TASK BRIEF →
The full set of records below is to be reproduced without a single alteration.

___ DATA EXTRACT

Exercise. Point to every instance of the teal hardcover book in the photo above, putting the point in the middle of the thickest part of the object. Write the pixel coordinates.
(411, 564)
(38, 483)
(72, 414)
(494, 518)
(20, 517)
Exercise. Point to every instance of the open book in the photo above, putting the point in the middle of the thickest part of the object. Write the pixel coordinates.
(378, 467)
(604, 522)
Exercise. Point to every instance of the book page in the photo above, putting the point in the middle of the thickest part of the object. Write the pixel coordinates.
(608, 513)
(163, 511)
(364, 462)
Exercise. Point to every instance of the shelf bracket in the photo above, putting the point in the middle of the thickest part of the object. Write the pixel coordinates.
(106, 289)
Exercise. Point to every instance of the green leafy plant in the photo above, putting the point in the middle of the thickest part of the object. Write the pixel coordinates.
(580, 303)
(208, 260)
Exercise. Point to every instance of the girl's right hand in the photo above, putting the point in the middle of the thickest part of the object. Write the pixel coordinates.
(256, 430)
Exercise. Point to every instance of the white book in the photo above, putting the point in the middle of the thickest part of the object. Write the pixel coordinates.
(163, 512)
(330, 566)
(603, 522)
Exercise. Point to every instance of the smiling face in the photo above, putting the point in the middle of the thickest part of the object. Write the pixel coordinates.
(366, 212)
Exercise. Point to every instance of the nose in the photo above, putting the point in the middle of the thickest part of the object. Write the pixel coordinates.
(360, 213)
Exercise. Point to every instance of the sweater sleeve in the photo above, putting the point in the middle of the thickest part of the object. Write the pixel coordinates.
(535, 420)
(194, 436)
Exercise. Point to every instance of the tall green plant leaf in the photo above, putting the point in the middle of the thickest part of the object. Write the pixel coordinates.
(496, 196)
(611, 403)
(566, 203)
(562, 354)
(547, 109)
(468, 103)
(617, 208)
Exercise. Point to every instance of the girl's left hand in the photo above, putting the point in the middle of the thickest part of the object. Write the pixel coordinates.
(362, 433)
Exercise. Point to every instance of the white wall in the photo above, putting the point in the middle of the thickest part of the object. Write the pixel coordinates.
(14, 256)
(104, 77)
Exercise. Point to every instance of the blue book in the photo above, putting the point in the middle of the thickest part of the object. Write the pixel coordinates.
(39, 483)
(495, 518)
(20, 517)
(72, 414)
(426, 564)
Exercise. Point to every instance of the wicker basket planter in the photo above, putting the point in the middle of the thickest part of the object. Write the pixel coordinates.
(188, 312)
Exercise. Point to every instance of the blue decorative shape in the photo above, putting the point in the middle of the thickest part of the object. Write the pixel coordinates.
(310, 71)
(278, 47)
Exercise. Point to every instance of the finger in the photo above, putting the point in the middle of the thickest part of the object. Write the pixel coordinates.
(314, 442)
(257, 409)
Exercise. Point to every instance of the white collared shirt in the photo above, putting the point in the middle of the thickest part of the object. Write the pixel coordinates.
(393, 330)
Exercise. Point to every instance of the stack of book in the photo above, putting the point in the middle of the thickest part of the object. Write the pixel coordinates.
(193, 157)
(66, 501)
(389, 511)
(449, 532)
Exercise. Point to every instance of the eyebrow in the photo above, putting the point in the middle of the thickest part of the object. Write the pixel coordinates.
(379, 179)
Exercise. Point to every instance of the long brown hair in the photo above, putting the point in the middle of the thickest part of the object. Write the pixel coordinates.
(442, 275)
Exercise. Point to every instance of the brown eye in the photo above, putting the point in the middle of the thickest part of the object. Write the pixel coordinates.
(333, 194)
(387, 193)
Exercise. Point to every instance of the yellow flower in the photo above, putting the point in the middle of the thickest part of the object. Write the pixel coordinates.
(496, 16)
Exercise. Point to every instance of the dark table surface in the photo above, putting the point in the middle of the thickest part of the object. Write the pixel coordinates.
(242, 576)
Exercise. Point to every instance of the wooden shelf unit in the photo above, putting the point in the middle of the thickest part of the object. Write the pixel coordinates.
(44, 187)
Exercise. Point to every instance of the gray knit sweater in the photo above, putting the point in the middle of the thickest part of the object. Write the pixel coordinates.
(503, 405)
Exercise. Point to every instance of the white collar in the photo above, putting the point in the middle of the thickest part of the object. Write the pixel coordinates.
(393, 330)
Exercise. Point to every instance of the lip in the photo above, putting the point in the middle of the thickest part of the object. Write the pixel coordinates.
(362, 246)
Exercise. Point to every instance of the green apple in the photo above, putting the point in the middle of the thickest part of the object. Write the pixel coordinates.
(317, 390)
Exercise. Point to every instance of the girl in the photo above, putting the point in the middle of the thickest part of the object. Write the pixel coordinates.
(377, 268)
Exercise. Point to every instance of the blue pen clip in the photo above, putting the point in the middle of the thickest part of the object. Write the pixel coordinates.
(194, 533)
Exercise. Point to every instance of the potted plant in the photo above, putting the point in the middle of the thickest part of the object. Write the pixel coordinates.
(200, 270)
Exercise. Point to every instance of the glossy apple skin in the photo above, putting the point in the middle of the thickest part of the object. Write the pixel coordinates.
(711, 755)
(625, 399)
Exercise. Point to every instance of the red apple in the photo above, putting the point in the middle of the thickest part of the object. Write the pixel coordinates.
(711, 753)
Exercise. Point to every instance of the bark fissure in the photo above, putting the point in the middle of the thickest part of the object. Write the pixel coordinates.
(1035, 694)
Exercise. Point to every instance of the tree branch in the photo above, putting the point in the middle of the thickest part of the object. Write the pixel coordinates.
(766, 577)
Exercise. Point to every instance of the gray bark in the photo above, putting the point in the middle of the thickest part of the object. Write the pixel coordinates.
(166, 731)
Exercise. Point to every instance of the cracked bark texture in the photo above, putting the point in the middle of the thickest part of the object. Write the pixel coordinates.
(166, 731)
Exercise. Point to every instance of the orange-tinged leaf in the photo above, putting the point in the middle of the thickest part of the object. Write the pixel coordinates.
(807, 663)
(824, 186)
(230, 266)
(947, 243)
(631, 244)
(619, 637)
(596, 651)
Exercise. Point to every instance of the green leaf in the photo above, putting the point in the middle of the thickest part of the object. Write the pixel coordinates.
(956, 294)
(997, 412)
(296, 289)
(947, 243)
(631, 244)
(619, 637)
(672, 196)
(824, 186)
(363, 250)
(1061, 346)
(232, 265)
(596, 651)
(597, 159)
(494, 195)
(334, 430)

______

RESPONSE TO THIS EXERCISE →
Exercise. Point to every instance of the teal hardcover book in the photo above, putting the point in the middle of the thickest part of the object. Write the pixel coordinates.
(411, 564)
(38, 483)
(72, 414)
(494, 518)
(20, 517)
Exercise. Point to every instance of the open book in the photo above, putting the point in the middle of the thickest part of the object. Write the pixel coordinates.
(378, 467)
(604, 522)
Exercise. Point to every instance of the book page in the photo above, putting the point in the middle of the thickest part of the object. Write the pixel coordinates.
(608, 513)
(163, 511)
(364, 462)
Exercise. Point to every instance of the shelf bracket in the photo above, putting the point in the middle of the thickest part of the object. Write the pixel coordinates.
(106, 289)
Exercise. Point to every instance of the green leafy plant in the photo above, putting the point in the middle of the thickest part of the object. Write the pixel coordinates.
(580, 303)
(208, 260)
Exercise. Point to every instance of the girl's right hand in the photo above, putting the point in the middle of the thickest part of the object. Write the pixel coordinates.
(256, 430)
Exercise. Point to every instance of the white book in the photo above, putting the point in the middle of the thickest part of the object. Write the pixel coordinates.
(163, 512)
(330, 566)
(603, 522)
Exercise. Point to every instance of the smiling face in the photo above, putting the point in the middle of the thickest part of the object. Write the pixel coordinates.
(366, 212)
Exercise. Point to every instance of the nose in the photo above, putting the point in the middle of the thickest part of the object. Write the pixel coordinates.
(360, 213)
Exercise. Point to every instance of the sweater sleeve in the photo above, putting the point in the middle of the thickest part of the object. Write the pixel coordinates.
(535, 420)
(194, 436)
Exercise. Point to every instance of the tall green plant leaf in the photo above, putting the point in the middle of the thickest part of the object. Write the pixel coordinates.
(496, 196)
(611, 403)
(566, 203)
(562, 354)
(547, 109)
(468, 103)
(617, 208)
Exercise. Point to every instance of the girl's left hand in the photo above, putting the point in the middle of the thickest part of the object. Write the pixel coordinates.
(362, 433)
Exercise. Point to every instance of the white wall in the photo above, putting the point in the middle of the thickest part of the object. Write the pixel coordinates.
(14, 256)
(104, 77)
Exercise. Point to every instance of the blue book in the photo above, putting the point in the middle of the thickest part of the object. Write the pixel coordinates.
(39, 483)
(495, 518)
(20, 517)
(72, 414)
(426, 564)
Exercise. Point to every instance of the wicker basket planter in the photo above, putting the point in the middle of the thickest part of the object. Write the pixel coordinates.
(188, 312)
Exercise. Point to every instance of the blue decorative shape in the photo above, putting the point in the middle of the thickest part of the object. Write the pixel coordinates.
(310, 71)
(278, 47)
Exercise. Point to every instance of the finger in the photo above, putting the point in the middle of the thickest part of the object. Write the pixel coordinates.
(314, 442)
(257, 409)
Exercise. Point to every instance of the white collared shirt in the photo above, putting the point in the middle of the thickest part of the object. Write the pixel coordinates.
(393, 330)
Exercise. Point to every instance of the stack of book in the photo above, putting the point in the middle of the thickest part of the object. Write the pixel coordinates.
(193, 157)
(66, 501)
(389, 511)
(449, 532)
Exercise. Point to every instance of the eyebrow in the photo above, putting the point in the middle of the thickest part of the object. Write the pixel coordinates.
(379, 179)
Exercise. Point to every instance of the long brown hair in the photo above, putting the point in the middle of the thickest part of the object. Write the pixel coordinates.
(442, 275)
Exercise. Point to every instance of the brown eye in the photo above, putting the point in the middle of the thickest part of the object. Write the pixel coordinates.
(333, 194)
(387, 193)
Exercise. Point to every instance of the yellow flower in the photo above, putting the point in the middle of the thickest part of the object. Write the pixel coordinates.
(496, 16)
Exercise. Point to every instance of the dark table surface in the photo above, putting the point in the middle of the thickest part of the object. Write the pixel coordinates.
(242, 576)
Exercise. Point to every instance of the wooden shelf unit in the photo above, putting the point in the middle of the thickest part of the object. Write the pixel coordinates.
(44, 187)
Exercise. Point to every instance of the gray knit sweater in the photo above, putting the point in the middle of the thickest part of the object. Write the pixel coordinates.
(503, 405)
Exercise. Point to every instance of the white collar in the photo above, putting the point in the middle of the thickest part of the object. Write the pixel coordinates.
(393, 330)
Exercise. Point to every instance of the lip in the photo above, putting the point in the middle of the thickest part of the object. Write the pixel coordinates.
(362, 246)
Exercise. Point to every instance of the green apple in the photo above, putting the point in the middle of the thickest part of the object. Write the pixel coordinates.
(317, 390)
Exercise. Point to every instance of the girl in the photo above, putting the point in the middle of the thickest part of the object. Write the pixel coordinates.
(377, 268)
Exercise. Point to every instance of the blue pen clip in the photo above, putting the point in the middle of the thickest part of the object. Write the pixel coordinates.
(194, 533)
Exercise. Point to every instance of the potted plant in the photo above, putting the point in the middle of the thickest part of the object. Write the pixel coordinates.
(200, 270)
Exercise. Point to every instance of the glossy apple skin in the photo above, putting the point in the middle of the thickest part of the object. Write the pixel coordinates.
(711, 755)
(625, 399)
Exercise. Point to every instance of the red apple in the photo above, putting the point in the middle of the thickest part of the object. Write the pixel coordinates.
(711, 753)
Exercise. Point to every instance of the bark fissure in the photo above, putting the point in the middle of the thickest part of the object. Write the pixel coordinates.
(1035, 694)
Exercise. Point to every instance of the tree branch in the photo above, putting the point in the middle of the thickest part of the object. Write the pixel coordinates.
(766, 577)
Exercise. Point to every instance of the gray bark in the photo above, putting the point in the middle of the thickest part of the object. Write the pixel coordinates.
(166, 731)
Exercise. Point to every instance of the cracked bark texture in the photo above, putting the point in the middle of the thickest part of the object. Write the pixel coordinates.
(166, 731)
Exercise. Point to every instance of the orange-tinged leaf in the photo above, putting the point in the middle of the thickest part of the object. Write the pixel coordinates.
(807, 663)
(824, 186)
(230, 266)
(947, 243)
(631, 244)
(619, 637)
(596, 651)
Exercise. Point to every instance of the green leaf in the photo above, putting the point in the middle of the thickest part of the object. Write the pixel coordinates.
(956, 294)
(997, 412)
(296, 289)
(947, 243)
(631, 244)
(619, 637)
(672, 196)
(824, 186)
(363, 250)
(1061, 346)
(232, 265)
(596, 651)
(597, 159)
(494, 195)
(334, 430)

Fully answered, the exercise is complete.